Bloomberg News - Pepsi Ex-Chief Targets Jobs, Duke as Wake Forest Business Dean
By Oliver Staley
Sept. 17 (Bloomberg) — When he led PepsiCo Inc., Steve Reinemund had no shortage of buyers for his products. As the new business dean at Wake Forest University, he knows he’ll have to work harder at getting employers to hire his students.
Reinemund, 60, says his task is to improve the job- placement rate for graduate students, which at 73 percent lags behind regional rivals Duke University at 79 percent and the University of North Carolina at Chapel Hill at 80 percent, according to the schools’ 2007 data. Since April Reinemund has recruited a career-management director and invited executives of Wal-Mart Stores Inc. and Deere & Co. to strengthen their ties with the school. He has even coached job seekers personally.

Supplied data:
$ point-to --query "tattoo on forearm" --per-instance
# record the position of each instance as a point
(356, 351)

Task objective:
Please continue the Bloomberg article about Steve Reinemund as Wake Forest business dean, picking up right after its last sentence.

Result for this task:
While few retired or ousted executives attract offers to be deans and fewer accept the role, Reinemund embraced the challenge of creating a nationally recognized business school at the university, in Winston-Salem, North Carolina. Although experts say improving the program’s reputation will take years, helping graduates find employment may provide immediate gains in national rankings.
“Getting a job, in my mind, is absolutely the first essential,” the slim, intense Reinemund said over a Diet Pepsi during breakfast at a campus cafeteria on Aug. 19. “Our goal is that every single student that comes to Wake Forest will leave with the job of their wish — a job that fits them and their desires for their life.”
Reinemund says he retired from PepsiCo in May 2007 after more than five years as chairman and chief executive officer and six months as executive chairman so he could spend more time with his wife and two teenage children. Familiar with Wake Forest as a guest lecturer, he was lured to the job by university President Nathan Hatch, who served with Reinemund on the U.S. advisory board of the nonprofit Salvation Army.
He says he left the final decision to his family, then living in Dallas.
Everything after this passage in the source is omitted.